Exercise requirements — Determine how many lines in the rows below contain the string "jersey". Reply with the number alone.
# # # # #
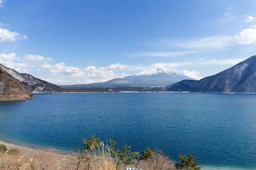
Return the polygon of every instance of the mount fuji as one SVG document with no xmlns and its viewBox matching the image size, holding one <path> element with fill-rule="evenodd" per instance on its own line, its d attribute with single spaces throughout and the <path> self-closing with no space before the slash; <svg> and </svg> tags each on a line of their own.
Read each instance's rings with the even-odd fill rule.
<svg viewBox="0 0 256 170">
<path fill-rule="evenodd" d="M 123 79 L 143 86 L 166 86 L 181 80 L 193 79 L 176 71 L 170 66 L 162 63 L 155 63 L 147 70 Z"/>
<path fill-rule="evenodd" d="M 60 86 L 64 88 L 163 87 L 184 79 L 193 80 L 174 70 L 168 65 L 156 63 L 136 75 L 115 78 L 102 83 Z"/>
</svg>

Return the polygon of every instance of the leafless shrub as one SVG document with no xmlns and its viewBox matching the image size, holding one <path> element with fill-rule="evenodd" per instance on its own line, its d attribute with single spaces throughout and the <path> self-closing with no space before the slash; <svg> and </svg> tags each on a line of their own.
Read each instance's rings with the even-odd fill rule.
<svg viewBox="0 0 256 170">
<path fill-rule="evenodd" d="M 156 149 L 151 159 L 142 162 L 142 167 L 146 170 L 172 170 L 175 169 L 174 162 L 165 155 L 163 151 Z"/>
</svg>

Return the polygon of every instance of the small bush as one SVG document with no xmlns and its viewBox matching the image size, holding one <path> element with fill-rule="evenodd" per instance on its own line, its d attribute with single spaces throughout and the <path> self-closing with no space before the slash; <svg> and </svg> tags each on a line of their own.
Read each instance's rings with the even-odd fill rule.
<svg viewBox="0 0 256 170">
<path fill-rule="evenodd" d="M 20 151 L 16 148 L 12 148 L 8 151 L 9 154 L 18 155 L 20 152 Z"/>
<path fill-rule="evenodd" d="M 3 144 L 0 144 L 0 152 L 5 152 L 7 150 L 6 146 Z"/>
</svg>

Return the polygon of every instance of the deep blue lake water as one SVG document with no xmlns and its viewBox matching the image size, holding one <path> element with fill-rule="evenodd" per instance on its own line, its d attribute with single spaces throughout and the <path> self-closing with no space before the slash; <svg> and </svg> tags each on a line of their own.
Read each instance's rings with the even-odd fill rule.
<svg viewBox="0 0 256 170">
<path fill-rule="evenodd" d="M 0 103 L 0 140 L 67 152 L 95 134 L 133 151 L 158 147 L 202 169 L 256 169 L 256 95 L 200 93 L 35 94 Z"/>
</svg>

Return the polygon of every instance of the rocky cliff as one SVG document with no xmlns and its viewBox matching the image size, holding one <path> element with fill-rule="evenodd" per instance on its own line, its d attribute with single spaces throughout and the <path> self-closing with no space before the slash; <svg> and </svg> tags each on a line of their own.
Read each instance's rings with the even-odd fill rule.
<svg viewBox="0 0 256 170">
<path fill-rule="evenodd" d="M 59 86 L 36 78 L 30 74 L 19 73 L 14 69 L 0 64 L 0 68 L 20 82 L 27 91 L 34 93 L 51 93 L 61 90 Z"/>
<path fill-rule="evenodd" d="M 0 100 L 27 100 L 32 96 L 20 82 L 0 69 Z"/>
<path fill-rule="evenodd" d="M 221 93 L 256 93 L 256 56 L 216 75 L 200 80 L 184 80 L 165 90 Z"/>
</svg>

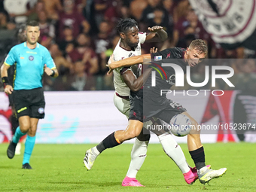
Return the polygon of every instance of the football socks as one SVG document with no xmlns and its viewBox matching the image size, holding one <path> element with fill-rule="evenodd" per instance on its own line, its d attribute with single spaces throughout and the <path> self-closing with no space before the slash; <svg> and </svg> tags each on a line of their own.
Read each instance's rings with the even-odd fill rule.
# # # # #
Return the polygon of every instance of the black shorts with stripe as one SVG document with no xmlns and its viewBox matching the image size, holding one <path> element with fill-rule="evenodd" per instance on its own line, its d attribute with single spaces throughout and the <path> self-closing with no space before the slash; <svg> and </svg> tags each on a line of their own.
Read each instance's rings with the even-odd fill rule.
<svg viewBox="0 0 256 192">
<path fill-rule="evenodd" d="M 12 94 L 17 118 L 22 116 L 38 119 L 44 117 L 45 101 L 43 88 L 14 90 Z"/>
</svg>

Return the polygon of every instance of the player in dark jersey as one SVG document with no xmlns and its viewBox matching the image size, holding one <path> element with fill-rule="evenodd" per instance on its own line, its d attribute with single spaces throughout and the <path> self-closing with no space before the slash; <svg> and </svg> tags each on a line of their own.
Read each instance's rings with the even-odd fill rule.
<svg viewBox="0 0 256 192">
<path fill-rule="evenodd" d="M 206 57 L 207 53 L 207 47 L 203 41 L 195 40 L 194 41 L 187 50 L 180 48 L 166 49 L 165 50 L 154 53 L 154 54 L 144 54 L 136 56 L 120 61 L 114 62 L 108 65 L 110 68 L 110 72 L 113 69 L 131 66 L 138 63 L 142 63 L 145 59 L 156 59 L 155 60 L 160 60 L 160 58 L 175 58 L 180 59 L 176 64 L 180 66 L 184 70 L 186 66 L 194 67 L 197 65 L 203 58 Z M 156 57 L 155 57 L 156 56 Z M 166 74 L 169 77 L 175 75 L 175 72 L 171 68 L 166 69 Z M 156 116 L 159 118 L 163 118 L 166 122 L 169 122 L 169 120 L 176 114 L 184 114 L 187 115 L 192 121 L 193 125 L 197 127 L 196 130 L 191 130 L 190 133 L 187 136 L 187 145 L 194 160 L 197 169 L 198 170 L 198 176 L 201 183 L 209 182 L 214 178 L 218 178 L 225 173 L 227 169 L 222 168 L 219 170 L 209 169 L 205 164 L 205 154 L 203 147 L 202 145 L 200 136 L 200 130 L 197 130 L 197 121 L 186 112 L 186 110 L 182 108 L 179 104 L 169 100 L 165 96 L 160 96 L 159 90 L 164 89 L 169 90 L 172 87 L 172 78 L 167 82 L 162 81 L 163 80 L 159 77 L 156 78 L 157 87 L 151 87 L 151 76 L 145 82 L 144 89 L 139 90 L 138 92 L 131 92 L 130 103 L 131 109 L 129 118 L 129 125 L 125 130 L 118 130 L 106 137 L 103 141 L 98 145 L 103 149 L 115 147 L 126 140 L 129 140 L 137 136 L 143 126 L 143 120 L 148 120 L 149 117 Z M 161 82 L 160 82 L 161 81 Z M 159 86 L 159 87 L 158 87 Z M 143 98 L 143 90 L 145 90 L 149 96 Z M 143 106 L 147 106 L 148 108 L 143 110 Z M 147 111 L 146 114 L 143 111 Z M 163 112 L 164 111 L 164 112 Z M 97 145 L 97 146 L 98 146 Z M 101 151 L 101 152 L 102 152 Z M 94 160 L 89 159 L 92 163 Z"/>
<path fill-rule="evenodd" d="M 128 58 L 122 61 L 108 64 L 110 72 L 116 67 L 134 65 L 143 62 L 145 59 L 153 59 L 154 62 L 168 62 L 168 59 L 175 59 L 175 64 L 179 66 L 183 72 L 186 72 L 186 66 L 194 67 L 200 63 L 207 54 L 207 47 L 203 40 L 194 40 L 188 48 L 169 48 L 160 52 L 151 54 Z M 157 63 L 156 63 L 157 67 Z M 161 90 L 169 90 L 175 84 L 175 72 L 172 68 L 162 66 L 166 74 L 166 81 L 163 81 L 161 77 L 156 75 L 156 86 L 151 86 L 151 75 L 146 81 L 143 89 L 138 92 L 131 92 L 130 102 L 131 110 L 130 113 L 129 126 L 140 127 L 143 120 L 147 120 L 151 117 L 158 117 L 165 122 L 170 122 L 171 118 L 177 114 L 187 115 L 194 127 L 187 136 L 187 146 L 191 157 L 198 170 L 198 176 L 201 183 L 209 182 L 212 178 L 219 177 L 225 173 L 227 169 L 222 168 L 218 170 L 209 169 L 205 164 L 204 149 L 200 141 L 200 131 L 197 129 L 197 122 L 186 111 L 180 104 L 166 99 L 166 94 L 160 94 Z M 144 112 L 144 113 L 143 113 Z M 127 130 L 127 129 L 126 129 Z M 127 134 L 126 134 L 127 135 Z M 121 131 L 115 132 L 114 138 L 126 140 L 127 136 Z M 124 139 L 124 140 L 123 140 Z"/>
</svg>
# # # # #
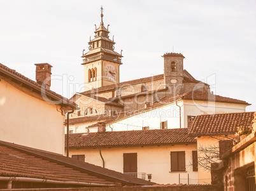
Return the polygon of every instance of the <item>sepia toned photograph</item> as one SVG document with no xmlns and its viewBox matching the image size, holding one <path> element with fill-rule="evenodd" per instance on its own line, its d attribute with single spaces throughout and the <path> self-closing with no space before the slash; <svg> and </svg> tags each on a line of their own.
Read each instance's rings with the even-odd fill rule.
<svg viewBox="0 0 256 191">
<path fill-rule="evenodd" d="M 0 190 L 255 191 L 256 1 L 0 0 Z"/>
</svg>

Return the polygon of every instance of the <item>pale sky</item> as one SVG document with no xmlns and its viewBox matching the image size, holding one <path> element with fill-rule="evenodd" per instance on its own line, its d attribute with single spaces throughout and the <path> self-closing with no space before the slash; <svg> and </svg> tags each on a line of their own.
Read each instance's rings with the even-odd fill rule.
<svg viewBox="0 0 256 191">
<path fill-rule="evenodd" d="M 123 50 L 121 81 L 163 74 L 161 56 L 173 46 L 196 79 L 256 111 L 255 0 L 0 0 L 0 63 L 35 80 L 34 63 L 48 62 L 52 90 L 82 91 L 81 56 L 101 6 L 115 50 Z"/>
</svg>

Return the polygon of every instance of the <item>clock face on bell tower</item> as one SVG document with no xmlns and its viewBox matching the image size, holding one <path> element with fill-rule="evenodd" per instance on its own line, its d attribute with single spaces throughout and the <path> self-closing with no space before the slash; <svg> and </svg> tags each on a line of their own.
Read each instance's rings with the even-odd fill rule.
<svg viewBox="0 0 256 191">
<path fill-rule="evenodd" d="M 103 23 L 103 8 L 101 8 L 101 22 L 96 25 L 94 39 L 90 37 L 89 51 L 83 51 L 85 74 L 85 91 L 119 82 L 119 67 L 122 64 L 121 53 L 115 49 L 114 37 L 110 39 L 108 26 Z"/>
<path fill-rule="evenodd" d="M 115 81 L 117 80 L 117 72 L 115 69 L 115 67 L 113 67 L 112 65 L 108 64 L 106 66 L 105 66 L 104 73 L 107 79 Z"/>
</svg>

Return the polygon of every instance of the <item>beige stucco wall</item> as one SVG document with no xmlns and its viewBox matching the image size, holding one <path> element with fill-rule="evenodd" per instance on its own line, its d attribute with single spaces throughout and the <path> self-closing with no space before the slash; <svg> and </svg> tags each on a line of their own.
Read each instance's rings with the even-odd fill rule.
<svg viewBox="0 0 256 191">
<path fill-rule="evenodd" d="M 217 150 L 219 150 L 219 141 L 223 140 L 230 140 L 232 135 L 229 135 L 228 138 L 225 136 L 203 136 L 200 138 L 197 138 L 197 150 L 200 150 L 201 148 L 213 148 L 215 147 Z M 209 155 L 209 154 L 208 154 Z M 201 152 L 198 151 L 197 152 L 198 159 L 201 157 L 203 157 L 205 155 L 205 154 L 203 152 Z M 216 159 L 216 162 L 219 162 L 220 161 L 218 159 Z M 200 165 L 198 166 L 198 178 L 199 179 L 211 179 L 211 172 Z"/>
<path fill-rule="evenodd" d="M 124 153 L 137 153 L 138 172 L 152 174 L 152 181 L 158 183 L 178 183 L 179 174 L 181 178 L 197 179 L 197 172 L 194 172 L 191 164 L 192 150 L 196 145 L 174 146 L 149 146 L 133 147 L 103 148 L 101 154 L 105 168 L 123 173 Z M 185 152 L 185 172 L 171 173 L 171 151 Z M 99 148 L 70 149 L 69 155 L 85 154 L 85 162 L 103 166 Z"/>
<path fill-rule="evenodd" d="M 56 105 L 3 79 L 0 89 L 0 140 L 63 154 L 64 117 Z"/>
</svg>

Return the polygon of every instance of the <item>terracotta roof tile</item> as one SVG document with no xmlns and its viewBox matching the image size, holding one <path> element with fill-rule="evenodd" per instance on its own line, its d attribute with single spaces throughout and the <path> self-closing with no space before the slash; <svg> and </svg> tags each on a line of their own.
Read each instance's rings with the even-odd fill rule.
# # # # #
Response to the task — 1